- _WHAT NEEDS TO BE DONE_
Copy out the lines word for word, starting at the one that contains "trace bare tree" and stopping after the final line. Leave the pictures out of your answer.

-- Start GIVEN RECORDS --

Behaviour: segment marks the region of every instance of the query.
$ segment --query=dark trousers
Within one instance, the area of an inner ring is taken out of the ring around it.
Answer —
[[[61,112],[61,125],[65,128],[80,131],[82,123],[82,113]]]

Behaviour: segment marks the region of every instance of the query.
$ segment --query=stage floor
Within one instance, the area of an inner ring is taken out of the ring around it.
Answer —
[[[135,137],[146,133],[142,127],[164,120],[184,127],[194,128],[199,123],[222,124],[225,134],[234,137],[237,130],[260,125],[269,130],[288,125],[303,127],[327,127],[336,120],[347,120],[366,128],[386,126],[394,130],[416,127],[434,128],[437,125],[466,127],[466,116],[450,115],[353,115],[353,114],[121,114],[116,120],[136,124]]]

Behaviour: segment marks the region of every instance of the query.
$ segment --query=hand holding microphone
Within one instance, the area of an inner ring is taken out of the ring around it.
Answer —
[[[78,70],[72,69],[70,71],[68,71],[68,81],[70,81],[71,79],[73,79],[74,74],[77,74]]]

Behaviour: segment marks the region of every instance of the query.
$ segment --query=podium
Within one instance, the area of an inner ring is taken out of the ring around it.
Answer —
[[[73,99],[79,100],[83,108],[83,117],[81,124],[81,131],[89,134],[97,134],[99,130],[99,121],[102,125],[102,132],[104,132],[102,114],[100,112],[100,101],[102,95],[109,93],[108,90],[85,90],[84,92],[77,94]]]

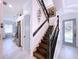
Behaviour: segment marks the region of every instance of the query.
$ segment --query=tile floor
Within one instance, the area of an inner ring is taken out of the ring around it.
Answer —
[[[27,51],[17,47],[11,38],[3,42],[3,59],[33,59]]]
[[[63,45],[58,59],[78,59],[77,48]]]
[[[0,55],[0,59],[34,59],[27,51],[17,47],[11,38],[5,39],[3,41],[3,57],[4,58],[1,58]],[[60,51],[58,59],[78,59],[77,48],[64,45]]]

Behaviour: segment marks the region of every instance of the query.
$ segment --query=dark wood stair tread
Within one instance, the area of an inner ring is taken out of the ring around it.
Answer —
[[[48,44],[48,40],[41,40],[42,43]]]
[[[33,54],[37,59],[46,59],[43,55],[41,55],[39,52],[34,52]]]
[[[37,47],[37,51],[42,54],[43,56],[47,56],[47,50]]]

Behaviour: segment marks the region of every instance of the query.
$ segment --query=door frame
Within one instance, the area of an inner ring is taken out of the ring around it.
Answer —
[[[73,43],[65,42],[65,22],[73,21]],[[63,44],[76,47],[76,18],[63,20]]]

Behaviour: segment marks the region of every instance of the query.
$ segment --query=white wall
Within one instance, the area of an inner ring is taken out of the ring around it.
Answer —
[[[37,0],[32,0],[32,16],[31,16],[31,40],[30,40],[30,48],[31,48],[31,55],[33,56],[33,51],[38,46],[39,42],[41,41],[45,31],[48,28],[48,22],[46,22],[43,27],[37,32],[37,34],[33,37],[33,33],[38,29],[38,27],[46,20],[43,11],[41,10],[41,17],[40,22],[38,21],[38,10],[41,10]]]
[[[0,0],[1,2],[3,0]],[[0,3],[0,26],[1,26],[1,23],[3,23],[3,5],[2,3]],[[2,33],[2,28],[0,27],[0,59],[4,59],[3,58],[3,45],[2,45],[2,36],[3,36],[3,33]]]
[[[63,43],[63,37],[62,37],[62,35],[63,35],[62,34],[62,27],[63,27],[62,26],[62,21],[63,21],[63,19],[62,19],[62,10],[57,11],[56,14],[59,15],[59,35],[58,35],[57,45],[56,45],[56,49],[55,49],[54,59],[58,59],[58,55],[60,53],[60,50],[62,48],[62,43]],[[54,20],[53,21],[54,25],[56,25],[57,17],[55,17],[53,20]]]

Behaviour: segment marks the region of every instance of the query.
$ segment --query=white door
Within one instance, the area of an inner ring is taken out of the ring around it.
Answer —
[[[76,19],[64,20],[63,29],[64,43],[76,46]]]
[[[24,16],[24,49],[30,52],[30,16]]]

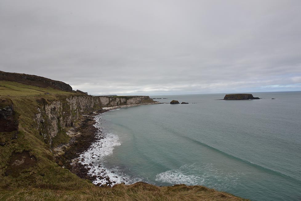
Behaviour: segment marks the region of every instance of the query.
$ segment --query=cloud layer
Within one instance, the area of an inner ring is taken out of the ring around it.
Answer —
[[[0,2],[0,69],[94,95],[301,90],[301,2]]]

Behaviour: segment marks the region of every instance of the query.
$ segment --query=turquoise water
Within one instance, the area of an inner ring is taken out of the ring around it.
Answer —
[[[128,183],[202,185],[253,200],[301,200],[301,92],[253,94],[263,99],[155,96],[190,103],[103,113],[103,132],[119,144],[102,164]]]

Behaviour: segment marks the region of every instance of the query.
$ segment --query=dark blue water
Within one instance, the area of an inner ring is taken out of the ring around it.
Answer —
[[[104,165],[158,185],[203,185],[254,200],[300,200],[301,92],[253,94],[262,99],[156,96],[190,104],[105,113],[105,132],[117,135],[120,146]]]

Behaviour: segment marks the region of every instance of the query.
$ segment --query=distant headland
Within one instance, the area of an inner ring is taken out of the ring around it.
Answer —
[[[236,93],[226,94],[223,100],[248,100],[260,99],[258,97],[254,97],[250,93]]]

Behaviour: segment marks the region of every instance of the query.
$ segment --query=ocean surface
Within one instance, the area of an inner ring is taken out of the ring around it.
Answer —
[[[202,185],[252,200],[301,200],[301,92],[252,93],[262,99],[154,96],[189,104],[101,114],[95,126],[103,139],[83,162],[116,183]]]

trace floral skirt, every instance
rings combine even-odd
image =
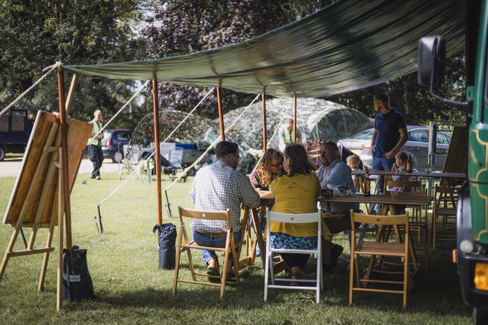
[[[295,237],[283,233],[271,234],[271,245],[273,248],[315,249],[317,248],[317,236]]]

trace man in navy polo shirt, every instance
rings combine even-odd
[[[371,139],[373,169],[390,171],[395,162],[395,154],[408,140],[405,119],[390,107],[390,98],[385,93],[375,96],[375,129]],[[384,177],[379,178],[379,193],[383,194]],[[377,211],[378,207],[377,207]]]

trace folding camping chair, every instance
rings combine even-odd
[[[224,297],[225,293],[225,284],[226,281],[226,273],[225,271],[227,268],[227,263],[229,263],[229,254],[232,254],[232,263],[233,264],[233,272],[235,276],[235,282],[239,284],[239,259],[237,254],[235,252],[235,247],[237,245],[240,244],[239,243],[234,242],[234,236],[233,236],[232,228],[232,218],[231,215],[230,209],[228,209],[226,211],[204,211],[197,210],[192,210],[190,209],[185,209],[181,206],[178,207],[178,211],[179,212],[179,219],[181,221],[181,225],[179,228],[179,234],[178,237],[178,247],[176,251],[176,266],[174,271],[174,279],[173,281],[173,294],[176,295],[176,287],[178,282],[183,282],[186,283],[195,283],[196,284],[203,284],[204,285],[211,285],[214,286],[220,287],[220,298]],[[195,243],[194,241],[189,242],[188,241],[188,235],[187,234],[186,229],[185,228],[185,221],[183,220],[183,217],[187,218],[194,218],[196,219],[206,219],[208,220],[221,220],[226,221],[228,222],[229,229],[227,231],[227,238],[225,242],[225,245],[224,247],[210,247],[207,246],[200,246]],[[183,243],[183,238],[185,238],[185,243]],[[207,249],[208,250],[214,250],[217,251],[223,252],[224,253],[224,266],[223,267],[222,274],[221,276],[211,276],[204,273],[197,273],[195,272],[195,267],[193,265],[193,259],[192,258],[192,254],[190,249]],[[187,252],[188,256],[188,264],[190,266],[190,270],[192,274],[192,280],[183,280],[178,278],[179,265],[181,261],[181,253],[184,251]],[[197,281],[196,276],[204,276],[206,278],[212,277],[220,279],[220,283],[215,283],[212,282],[205,282],[203,281]]]
[[[267,227],[266,241],[266,265],[265,267],[264,277],[264,301],[268,299],[268,288],[281,289],[295,289],[297,290],[316,290],[315,302],[319,302],[320,290],[323,288],[322,281],[322,251],[321,240],[321,216],[320,211],[313,213],[303,213],[300,214],[293,214],[292,213],[280,213],[270,211],[269,208],[266,208],[266,215],[268,220],[268,226]],[[317,232],[317,245],[315,249],[290,249],[284,248],[273,248],[271,246],[271,231],[270,230],[271,222],[284,222],[285,223],[310,223],[317,222],[318,224]],[[292,282],[297,281],[291,279],[276,278],[273,272],[273,253],[295,253],[298,254],[317,254],[317,277],[315,280],[299,280],[300,282],[315,282],[315,286],[290,286],[289,285],[279,285],[275,284],[275,281]],[[271,284],[268,284],[268,278],[271,278]]]
[[[351,267],[349,274],[349,305],[352,305],[352,296],[354,291],[363,291],[369,292],[378,292],[389,294],[399,294],[403,295],[403,308],[407,307],[407,289],[410,278],[409,268],[409,249],[408,249],[408,213],[401,215],[369,215],[356,213],[351,210],[351,224],[354,228],[354,222],[364,222],[370,224],[385,226],[403,225],[405,230],[405,240],[403,243],[393,243],[388,242],[366,241],[363,241],[356,243],[355,232],[352,231],[353,239],[352,247],[351,249]],[[357,262],[359,255],[370,255],[374,258],[376,256],[395,256],[400,257],[403,264],[403,280],[391,281],[386,280],[372,280],[368,275],[362,279],[359,278],[360,269]],[[370,263],[370,268],[373,263]],[[354,279],[355,279],[356,286],[354,286]],[[368,282],[377,283],[389,283],[403,285],[403,290],[390,290],[361,287],[360,283],[365,285]]]

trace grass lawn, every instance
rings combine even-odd
[[[105,233],[99,235],[94,216],[96,204],[119,183],[115,174],[102,175],[96,181],[89,174],[78,176],[71,196],[74,244],[88,250],[88,262],[96,299],[81,303],[64,302],[56,312],[56,259],[51,254],[43,292],[36,290],[41,256],[12,258],[0,282],[0,324],[469,324],[470,313],[460,291],[456,268],[450,262],[451,243],[442,243],[431,252],[429,271],[416,276],[415,288],[402,308],[400,295],[357,292],[355,305],[349,307],[349,272],[339,261],[333,275],[326,276],[320,304],[315,292],[271,289],[263,301],[264,272],[260,259],[257,267],[241,271],[238,287],[227,286],[221,301],[217,288],[181,283],[175,297],[171,292],[173,272],[158,268],[156,223],[156,183],[132,181],[102,206]],[[165,175],[163,188],[169,184]],[[87,179],[87,183],[81,181]],[[0,178],[0,213],[3,216],[15,181]],[[192,179],[175,184],[169,197],[175,218],[164,210],[164,222],[178,223],[178,205],[192,207],[189,194]],[[163,198],[164,198],[163,193]],[[165,201],[163,200],[164,208]],[[0,254],[12,233],[10,225],[0,225]],[[40,231],[37,246],[44,245],[46,231]],[[345,247],[347,237],[334,241]],[[56,242],[55,237],[54,242]],[[23,249],[20,236],[16,245]],[[194,259],[202,271],[201,255]],[[182,255],[182,276],[190,278],[186,254]],[[365,266],[366,261],[362,266]],[[309,265],[312,271],[311,264]]]

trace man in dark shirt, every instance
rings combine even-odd
[[[375,129],[371,139],[373,169],[390,171],[395,154],[408,140],[405,119],[390,107],[390,98],[385,93],[375,96]],[[379,193],[383,194],[384,177],[379,178]],[[377,211],[378,207],[377,207]]]

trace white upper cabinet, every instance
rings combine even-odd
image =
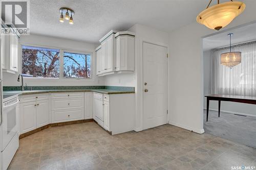
[[[135,34],[123,31],[115,35],[116,71],[134,71]]]
[[[102,71],[101,69],[101,46],[99,46],[96,49],[96,75],[99,75]]]
[[[135,34],[111,30],[99,42],[96,51],[96,75],[134,71]]]
[[[18,71],[18,35],[10,32],[9,35],[2,36],[5,37],[5,43],[1,44],[1,48],[5,49],[2,53],[3,71],[15,74]]]

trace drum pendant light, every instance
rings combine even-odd
[[[230,52],[222,53],[221,54],[221,64],[232,68],[233,66],[241,63],[241,52],[231,52],[231,36],[233,33],[228,34],[229,36],[229,47]]]
[[[210,0],[206,9],[197,16],[197,21],[210,29],[220,30],[244,11],[245,4],[233,0],[220,4],[220,1],[217,1],[218,4],[209,8],[212,1]]]

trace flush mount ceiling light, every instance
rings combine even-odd
[[[205,25],[212,30],[220,30],[227,26],[245,9],[245,4],[241,2],[228,2],[218,4],[210,8],[210,1],[206,9],[202,11],[197,17],[198,23]]]
[[[62,7],[59,9],[59,12],[60,12],[60,17],[59,18],[59,21],[60,22],[64,22],[64,18],[66,20],[69,20],[69,23],[70,24],[74,24],[74,21],[73,19],[73,16],[75,14],[75,12],[70,8]],[[63,16],[63,14],[65,14],[65,17]]]
[[[232,68],[233,66],[241,63],[241,52],[231,52],[231,36],[233,33],[228,34],[229,36],[229,47],[230,52],[222,53],[221,54],[221,65]]]

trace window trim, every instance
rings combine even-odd
[[[92,53],[89,53],[89,52],[82,52],[82,51],[74,51],[74,50],[62,50],[62,52],[60,52],[60,51],[59,52],[60,53],[61,53],[61,54],[62,55],[62,57],[61,58],[61,60],[62,60],[61,61],[61,67],[62,67],[62,72],[61,73],[61,76],[62,77],[62,78],[65,79],[91,79],[92,78]],[[91,65],[90,65],[90,67],[91,67],[91,78],[86,78],[84,77],[83,77],[83,78],[73,78],[73,77],[64,77],[64,67],[63,67],[63,66],[64,66],[64,53],[77,53],[77,54],[83,54],[83,55],[90,55],[90,57],[91,57],[91,60],[90,60],[90,62],[91,62]],[[60,61],[61,61],[61,60],[60,60]],[[60,74],[60,71],[59,71],[59,74]]]
[[[94,63],[94,61],[93,59],[93,56],[94,54],[94,51],[83,51],[79,50],[75,50],[75,49],[71,49],[68,48],[63,48],[63,47],[57,47],[55,46],[46,46],[46,45],[36,45],[34,44],[29,44],[26,43],[19,43],[19,69],[18,71],[19,74],[21,74],[22,70],[22,46],[30,46],[36,47],[41,47],[41,48],[48,48],[51,49],[56,49],[59,50],[59,78],[36,78],[36,77],[24,77],[24,79],[27,80],[31,80],[32,81],[38,80],[38,81],[72,81],[74,80],[75,81],[89,81],[92,82],[94,81],[95,80],[95,75],[94,72],[93,71]],[[85,78],[65,78],[63,77],[63,52],[73,52],[84,54],[90,54],[91,55],[91,77],[90,79]]]

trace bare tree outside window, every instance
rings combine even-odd
[[[22,74],[35,78],[59,77],[59,50],[22,45]]]
[[[63,76],[65,78],[91,78],[91,55],[63,53]]]
[[[22,74],[34,78],[59,78],[60,54],[59,49],[22,45]],[[91,55],[64,52],[63,61],[64,78],[91,78]]]

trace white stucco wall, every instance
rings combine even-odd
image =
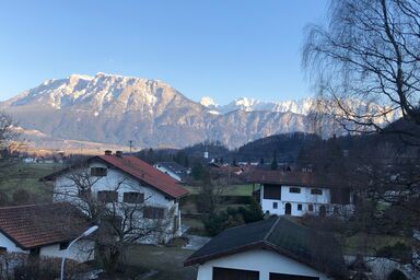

-- End GIVEN RECORDS --

- _THE SOLUTION_
trace bare tree outside window, every instance
rings combine even-odd
[[[22,74],[35,78],[59,77],[59,50],[22,45]]]
[[[63,76],[65,78],[91,78],[91,55],[63,53]]]
[[[22,74],[34,78],[59,78],[60,54],[59,49],[22,45]],[[91,55],[64,52],[63,61],[64,78],[91,78]]]

trace white stucco wall, every instance
rings combine even-odd
image =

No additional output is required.